Requirement A >> In the article on Cuban travel and gift rules, how long after President Obama's announcement did the rules become official?

Selected text >>
CUBA
Changes to Cuban travel, gift rules now official
The long-awaited changes to travel and gift rules to Cuba have finally
kicked in.
BY FRANCES ROBLES
frobles@MiamiHerald.com
The federal rules regulating what gifts and how much cash can be sent to
Cuba finally became official Thursday, five months after President
Barack Obama announced a loosening of restrictions amid great fanfare.
``It's about time!'' said Maria Brieva, owner of Machi Community
Services, which sends packages to Cuba. ``It's hurricane season, and
people were beginning to get anxious.''
In April, Obama lifted caps on Cuban-American travel to the island and
on the money that can be sent to relatives as part of a broader campaign
to warm long-chilled relations between the two nations. The Cuban
government welcomed the changes when they were announced, but did not
respond with any notable changes on the island.
The written regulations that make Obama's changes official had not been
published in the federal register until now.
That left people who were eager to send money and gifts in limbo,
because agencies such as Western Union and shipping companies hadn't
received any legal notice of the change.
``When the president made that announcement, people were calling
continuously and showing up here with boxes,'' said Mambi International
Group owner Santiago Castro, president of the Association of Cuban
Travel Agencies. ``We had to tell them no, because as far as we knew, we
still could not send things like clothes and shoes.''
`NOT SIMPLE'
The U.S. Department of Treasury and U.S. Commerce Department rules were
published in the Federal Register on Thursday.

Requirement B >> From the rows below, pull out each line that contains the string "brown".

Record set >>
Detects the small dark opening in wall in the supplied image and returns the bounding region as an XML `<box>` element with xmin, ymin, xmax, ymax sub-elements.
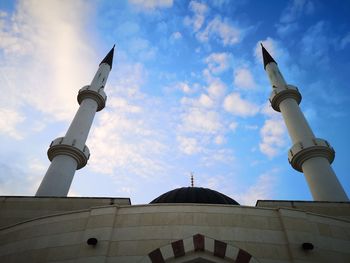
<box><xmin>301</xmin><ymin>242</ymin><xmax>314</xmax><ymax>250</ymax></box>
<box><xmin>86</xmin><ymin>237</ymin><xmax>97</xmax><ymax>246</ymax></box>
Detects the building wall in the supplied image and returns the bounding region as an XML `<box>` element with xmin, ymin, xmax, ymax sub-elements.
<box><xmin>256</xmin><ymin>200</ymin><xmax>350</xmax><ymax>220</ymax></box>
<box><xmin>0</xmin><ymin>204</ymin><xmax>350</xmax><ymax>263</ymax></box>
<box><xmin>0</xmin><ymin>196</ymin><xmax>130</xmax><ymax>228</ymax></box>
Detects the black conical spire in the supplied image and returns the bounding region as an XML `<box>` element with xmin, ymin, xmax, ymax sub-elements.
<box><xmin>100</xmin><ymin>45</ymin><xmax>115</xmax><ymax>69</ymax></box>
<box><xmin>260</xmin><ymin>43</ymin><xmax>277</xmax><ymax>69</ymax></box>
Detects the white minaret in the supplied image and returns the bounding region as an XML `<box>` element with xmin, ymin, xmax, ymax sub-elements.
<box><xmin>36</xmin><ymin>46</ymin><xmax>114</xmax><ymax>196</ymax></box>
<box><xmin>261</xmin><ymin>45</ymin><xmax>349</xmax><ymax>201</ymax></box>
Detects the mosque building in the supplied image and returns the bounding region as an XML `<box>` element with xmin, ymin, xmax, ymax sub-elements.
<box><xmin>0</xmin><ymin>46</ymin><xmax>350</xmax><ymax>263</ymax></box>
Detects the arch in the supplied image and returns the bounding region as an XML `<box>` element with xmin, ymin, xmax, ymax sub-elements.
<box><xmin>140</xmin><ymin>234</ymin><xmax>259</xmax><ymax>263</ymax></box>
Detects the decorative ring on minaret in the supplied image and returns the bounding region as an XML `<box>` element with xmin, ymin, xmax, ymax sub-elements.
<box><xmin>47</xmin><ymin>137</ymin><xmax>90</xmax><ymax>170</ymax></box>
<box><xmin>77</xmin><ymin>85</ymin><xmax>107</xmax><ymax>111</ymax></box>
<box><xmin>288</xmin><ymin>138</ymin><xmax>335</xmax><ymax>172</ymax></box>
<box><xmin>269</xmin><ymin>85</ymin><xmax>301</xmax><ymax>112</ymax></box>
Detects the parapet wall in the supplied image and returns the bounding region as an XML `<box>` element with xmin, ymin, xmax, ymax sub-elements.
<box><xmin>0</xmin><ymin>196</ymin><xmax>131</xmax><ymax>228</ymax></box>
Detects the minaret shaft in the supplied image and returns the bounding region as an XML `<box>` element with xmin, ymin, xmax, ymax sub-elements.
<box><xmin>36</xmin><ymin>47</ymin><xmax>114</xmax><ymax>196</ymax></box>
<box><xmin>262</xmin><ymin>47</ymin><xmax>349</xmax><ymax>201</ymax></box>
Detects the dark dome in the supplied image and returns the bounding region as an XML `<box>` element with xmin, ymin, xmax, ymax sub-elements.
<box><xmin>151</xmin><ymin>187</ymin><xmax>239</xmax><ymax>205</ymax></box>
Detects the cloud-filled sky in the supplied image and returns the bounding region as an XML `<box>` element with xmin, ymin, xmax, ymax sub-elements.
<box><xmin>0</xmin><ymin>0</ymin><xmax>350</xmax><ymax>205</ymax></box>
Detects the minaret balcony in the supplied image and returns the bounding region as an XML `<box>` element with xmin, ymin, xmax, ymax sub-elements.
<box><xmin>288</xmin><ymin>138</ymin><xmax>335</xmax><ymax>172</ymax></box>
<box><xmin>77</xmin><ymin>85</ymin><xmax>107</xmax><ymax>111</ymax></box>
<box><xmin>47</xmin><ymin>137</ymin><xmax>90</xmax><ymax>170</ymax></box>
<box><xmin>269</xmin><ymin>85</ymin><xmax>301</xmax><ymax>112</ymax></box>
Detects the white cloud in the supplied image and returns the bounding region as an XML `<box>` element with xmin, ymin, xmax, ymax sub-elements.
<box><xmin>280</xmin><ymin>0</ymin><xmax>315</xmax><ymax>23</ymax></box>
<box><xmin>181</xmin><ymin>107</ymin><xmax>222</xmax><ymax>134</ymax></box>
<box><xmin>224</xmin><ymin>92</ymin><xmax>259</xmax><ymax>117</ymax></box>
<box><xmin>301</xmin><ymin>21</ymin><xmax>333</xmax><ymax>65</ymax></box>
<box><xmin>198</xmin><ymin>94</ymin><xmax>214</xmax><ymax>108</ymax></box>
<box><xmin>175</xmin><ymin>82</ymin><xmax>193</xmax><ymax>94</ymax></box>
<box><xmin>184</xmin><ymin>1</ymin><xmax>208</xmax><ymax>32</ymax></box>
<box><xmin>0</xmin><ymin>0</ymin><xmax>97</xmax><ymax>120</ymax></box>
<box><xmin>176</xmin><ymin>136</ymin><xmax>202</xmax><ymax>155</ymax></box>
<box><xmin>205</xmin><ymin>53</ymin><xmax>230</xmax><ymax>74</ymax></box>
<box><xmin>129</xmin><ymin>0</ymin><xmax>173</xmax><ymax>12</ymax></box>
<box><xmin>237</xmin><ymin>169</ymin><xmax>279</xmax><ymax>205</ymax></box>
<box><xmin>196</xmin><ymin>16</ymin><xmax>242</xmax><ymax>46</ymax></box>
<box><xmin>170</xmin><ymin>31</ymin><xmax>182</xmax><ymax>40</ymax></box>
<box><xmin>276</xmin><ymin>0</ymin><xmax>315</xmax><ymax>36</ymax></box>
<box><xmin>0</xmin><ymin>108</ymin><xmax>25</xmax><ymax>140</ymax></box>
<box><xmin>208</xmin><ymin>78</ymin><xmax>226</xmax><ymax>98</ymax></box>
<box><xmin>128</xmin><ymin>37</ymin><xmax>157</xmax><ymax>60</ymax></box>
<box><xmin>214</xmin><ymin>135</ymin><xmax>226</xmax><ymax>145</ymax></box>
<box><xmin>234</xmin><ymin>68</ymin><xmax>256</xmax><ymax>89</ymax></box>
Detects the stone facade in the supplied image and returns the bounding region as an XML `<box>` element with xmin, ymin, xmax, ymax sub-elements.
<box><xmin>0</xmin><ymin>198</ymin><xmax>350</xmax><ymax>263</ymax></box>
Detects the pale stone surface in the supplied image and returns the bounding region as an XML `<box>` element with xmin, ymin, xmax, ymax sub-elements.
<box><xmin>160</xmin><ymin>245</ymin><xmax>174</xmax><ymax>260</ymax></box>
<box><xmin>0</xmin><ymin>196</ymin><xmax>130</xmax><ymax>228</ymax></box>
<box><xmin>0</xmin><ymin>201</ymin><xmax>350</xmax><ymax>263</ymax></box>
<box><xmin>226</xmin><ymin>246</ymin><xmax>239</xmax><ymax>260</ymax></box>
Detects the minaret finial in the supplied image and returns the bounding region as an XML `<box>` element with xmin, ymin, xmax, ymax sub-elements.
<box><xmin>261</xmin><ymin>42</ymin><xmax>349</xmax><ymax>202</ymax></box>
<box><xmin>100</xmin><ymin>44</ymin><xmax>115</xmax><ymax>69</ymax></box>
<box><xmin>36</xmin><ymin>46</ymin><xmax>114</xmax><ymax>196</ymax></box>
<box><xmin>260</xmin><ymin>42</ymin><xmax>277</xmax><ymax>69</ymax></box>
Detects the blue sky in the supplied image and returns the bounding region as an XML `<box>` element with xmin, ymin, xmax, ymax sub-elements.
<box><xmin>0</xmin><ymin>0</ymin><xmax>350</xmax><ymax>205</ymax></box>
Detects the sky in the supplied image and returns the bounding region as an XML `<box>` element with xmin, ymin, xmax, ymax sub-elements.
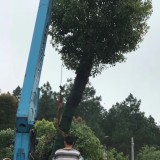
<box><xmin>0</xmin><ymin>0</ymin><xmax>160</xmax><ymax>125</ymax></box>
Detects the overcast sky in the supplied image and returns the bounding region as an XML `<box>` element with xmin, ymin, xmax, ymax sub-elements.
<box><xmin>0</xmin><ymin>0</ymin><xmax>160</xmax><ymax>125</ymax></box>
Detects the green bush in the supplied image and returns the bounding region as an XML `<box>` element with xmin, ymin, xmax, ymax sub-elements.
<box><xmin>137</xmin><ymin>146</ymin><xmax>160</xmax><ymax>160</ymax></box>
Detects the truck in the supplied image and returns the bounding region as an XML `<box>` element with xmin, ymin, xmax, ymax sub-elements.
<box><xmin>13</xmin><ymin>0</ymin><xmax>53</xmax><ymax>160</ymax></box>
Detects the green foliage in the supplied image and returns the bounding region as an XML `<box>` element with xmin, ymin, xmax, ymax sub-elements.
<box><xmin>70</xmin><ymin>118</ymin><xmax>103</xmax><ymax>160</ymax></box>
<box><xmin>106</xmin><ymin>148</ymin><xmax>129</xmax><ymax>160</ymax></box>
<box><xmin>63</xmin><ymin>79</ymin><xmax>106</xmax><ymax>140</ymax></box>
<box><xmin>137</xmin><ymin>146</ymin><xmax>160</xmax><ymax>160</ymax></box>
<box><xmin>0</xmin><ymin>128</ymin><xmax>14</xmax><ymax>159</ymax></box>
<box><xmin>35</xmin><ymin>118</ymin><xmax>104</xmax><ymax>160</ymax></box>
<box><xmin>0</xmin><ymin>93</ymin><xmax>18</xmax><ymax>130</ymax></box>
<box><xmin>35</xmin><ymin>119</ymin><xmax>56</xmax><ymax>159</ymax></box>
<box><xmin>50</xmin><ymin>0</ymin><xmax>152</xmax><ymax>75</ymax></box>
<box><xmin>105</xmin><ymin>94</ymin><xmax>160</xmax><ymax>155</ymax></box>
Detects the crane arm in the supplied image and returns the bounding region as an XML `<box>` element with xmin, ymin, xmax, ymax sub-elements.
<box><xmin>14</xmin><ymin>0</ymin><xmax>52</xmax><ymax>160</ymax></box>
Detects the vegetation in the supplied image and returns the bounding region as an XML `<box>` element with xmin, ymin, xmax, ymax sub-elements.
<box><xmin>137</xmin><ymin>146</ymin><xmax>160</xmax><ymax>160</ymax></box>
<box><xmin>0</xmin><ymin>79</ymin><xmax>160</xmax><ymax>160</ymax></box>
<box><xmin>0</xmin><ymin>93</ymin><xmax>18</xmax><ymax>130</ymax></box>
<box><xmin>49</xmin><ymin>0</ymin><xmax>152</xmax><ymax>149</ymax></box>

...

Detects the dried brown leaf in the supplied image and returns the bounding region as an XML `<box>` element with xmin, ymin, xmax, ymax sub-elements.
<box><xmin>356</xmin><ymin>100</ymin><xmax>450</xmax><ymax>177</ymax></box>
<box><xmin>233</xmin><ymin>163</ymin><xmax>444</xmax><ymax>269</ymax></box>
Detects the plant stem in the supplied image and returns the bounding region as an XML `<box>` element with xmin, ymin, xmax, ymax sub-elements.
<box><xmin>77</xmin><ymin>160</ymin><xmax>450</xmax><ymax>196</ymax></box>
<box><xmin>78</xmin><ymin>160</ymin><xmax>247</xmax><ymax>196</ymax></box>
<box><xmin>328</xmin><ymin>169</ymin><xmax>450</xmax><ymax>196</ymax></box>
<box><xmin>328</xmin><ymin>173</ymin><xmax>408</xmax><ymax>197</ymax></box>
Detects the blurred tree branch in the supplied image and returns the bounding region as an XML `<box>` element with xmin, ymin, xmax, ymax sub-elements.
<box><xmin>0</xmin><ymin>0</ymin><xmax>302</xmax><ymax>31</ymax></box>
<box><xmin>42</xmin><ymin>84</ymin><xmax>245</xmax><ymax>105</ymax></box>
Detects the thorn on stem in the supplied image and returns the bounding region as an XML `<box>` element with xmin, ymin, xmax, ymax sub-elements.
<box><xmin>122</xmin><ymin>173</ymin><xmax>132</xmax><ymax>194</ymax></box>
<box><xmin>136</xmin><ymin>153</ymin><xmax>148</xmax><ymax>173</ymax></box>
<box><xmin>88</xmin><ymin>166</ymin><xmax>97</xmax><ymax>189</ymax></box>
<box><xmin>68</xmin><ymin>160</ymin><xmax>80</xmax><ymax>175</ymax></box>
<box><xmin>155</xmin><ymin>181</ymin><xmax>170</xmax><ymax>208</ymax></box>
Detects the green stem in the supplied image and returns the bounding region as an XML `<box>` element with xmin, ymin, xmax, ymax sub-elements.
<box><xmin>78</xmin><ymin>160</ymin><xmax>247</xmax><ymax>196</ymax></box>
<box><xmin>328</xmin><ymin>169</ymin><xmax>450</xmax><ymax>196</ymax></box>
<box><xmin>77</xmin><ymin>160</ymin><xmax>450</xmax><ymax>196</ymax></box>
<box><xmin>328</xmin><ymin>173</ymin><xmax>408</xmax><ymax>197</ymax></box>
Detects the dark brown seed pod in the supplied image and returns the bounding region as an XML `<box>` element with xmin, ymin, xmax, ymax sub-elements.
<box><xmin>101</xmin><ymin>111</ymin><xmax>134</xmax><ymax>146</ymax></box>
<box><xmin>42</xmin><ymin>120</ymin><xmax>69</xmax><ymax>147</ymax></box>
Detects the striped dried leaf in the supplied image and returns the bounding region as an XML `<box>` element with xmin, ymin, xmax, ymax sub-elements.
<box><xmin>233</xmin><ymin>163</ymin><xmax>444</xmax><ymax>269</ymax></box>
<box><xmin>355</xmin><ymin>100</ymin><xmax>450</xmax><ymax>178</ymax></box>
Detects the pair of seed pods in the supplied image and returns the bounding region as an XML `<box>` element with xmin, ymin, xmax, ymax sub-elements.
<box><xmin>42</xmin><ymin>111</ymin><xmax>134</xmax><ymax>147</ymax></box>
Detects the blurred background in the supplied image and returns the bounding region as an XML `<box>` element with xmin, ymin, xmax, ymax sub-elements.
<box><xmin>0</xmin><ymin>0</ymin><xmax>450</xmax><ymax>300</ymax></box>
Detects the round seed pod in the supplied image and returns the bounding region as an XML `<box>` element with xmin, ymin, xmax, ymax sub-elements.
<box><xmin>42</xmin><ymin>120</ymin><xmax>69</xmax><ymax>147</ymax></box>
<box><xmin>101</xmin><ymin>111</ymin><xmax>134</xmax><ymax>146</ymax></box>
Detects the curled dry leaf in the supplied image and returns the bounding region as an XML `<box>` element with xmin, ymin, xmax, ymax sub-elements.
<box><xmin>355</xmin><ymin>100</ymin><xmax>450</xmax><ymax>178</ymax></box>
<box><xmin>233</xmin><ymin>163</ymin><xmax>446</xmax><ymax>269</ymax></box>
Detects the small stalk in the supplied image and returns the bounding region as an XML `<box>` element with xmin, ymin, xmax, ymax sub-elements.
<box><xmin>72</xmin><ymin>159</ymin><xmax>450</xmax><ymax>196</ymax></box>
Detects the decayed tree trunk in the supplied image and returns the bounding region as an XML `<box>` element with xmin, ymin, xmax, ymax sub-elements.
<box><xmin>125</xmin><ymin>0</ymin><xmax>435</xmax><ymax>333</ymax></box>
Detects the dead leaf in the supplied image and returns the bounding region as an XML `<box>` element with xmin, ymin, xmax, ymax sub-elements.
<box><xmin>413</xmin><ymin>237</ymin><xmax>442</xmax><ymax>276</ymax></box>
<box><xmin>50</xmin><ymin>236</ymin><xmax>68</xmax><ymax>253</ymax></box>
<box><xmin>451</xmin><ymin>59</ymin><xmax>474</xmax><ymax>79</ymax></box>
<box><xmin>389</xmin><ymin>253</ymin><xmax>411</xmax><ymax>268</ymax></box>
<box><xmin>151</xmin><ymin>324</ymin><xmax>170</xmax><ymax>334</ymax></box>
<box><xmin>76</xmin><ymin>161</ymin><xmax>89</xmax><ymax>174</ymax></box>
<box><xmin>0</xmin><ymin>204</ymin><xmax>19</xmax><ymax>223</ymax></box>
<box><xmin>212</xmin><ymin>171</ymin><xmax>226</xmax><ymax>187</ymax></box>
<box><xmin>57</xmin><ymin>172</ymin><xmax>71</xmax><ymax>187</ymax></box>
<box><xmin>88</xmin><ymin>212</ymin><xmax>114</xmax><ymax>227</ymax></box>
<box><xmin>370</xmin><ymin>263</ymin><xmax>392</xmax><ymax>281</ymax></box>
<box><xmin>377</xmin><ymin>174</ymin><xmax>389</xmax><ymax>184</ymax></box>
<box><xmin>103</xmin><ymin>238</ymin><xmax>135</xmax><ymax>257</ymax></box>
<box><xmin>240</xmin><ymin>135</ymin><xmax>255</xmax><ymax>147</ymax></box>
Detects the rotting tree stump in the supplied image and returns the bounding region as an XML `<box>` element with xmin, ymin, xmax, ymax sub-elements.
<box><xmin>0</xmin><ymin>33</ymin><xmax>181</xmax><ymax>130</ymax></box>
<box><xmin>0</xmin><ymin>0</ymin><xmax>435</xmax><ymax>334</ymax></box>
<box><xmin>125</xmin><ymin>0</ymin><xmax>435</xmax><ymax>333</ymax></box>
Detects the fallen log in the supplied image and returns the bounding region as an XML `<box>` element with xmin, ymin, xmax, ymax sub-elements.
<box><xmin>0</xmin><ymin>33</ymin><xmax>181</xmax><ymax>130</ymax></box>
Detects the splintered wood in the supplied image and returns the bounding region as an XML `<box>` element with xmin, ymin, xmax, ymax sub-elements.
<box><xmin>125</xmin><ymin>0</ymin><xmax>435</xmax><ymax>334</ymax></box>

---

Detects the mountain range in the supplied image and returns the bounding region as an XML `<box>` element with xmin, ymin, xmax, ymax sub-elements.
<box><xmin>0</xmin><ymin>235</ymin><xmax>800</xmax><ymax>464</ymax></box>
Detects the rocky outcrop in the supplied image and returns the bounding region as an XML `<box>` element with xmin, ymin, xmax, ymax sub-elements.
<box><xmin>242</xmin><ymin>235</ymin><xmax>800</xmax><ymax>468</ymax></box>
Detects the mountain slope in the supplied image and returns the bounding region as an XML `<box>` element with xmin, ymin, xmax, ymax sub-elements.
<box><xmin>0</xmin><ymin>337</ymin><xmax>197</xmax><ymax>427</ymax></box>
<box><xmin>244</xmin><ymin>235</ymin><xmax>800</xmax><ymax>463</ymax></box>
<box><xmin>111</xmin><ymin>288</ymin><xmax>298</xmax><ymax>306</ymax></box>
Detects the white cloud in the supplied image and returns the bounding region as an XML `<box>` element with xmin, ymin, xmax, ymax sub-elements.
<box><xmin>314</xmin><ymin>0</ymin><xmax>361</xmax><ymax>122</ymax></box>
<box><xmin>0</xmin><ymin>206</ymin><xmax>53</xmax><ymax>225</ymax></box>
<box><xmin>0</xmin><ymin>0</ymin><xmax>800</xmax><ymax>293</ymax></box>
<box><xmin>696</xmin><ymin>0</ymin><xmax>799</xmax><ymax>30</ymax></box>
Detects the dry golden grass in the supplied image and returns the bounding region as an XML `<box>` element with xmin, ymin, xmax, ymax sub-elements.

Written reply A >> Five months.

Written reply B >>
Detects the dried brown leaf in the supplied image and returns the bounding region as an XML `<box>` element with xmin, ymin, xmax, ymax sub-elements.
Detects the dark brown seed pod in the supplied image and returns the bounding region as an XML `<box>` element with xmin, ymin, xmax, ymax sub-elements.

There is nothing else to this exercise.